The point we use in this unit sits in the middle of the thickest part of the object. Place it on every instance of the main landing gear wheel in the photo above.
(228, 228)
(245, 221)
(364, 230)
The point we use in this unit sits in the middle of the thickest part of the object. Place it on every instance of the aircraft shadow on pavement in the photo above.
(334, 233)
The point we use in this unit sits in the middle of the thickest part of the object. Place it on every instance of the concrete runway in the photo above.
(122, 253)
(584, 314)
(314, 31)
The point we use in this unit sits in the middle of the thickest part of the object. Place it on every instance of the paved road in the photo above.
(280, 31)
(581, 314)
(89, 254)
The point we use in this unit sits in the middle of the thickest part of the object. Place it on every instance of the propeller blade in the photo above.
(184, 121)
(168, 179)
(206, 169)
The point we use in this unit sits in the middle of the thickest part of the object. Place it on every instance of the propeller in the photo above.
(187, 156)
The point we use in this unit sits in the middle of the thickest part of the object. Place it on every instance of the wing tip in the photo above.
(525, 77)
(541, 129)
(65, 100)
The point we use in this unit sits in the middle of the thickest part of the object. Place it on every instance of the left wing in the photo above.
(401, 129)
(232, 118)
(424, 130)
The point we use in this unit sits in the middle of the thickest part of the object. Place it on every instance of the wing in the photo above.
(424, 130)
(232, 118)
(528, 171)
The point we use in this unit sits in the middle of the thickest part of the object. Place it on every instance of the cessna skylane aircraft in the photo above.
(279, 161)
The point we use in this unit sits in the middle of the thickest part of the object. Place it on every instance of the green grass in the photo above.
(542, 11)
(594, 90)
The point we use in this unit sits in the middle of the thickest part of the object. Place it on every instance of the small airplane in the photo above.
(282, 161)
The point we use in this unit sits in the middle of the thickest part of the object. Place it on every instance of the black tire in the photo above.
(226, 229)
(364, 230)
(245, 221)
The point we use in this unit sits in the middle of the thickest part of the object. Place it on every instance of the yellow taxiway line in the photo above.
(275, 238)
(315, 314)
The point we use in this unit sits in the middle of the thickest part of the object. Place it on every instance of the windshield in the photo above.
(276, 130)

:: Work required ::
Render as a JSON list of strings, one per line, the lines from the line containing "tire in the photo above." through the end of the lines, leaving out blank lines.

:: Full solution ::
[
  "The point we use in this unit sits in the middle of the thickest part of the object. Place it on every instance of the black tire in the photo above.",
  "(226, 229)",
  "(364, 230)",
  "(245, 221)",
  "The point we use in this unit sits in the middle of the thickest part of the object. Place it on every instance of the yellow taxiway line in the photo above.",
  "(275, 238)",
  "(315, 314)",
  "The point we use in this unit sits in the middle of the thickest part of the object. Place it on every instance of the windshield in the photo above.",
  "(276, 130)"
]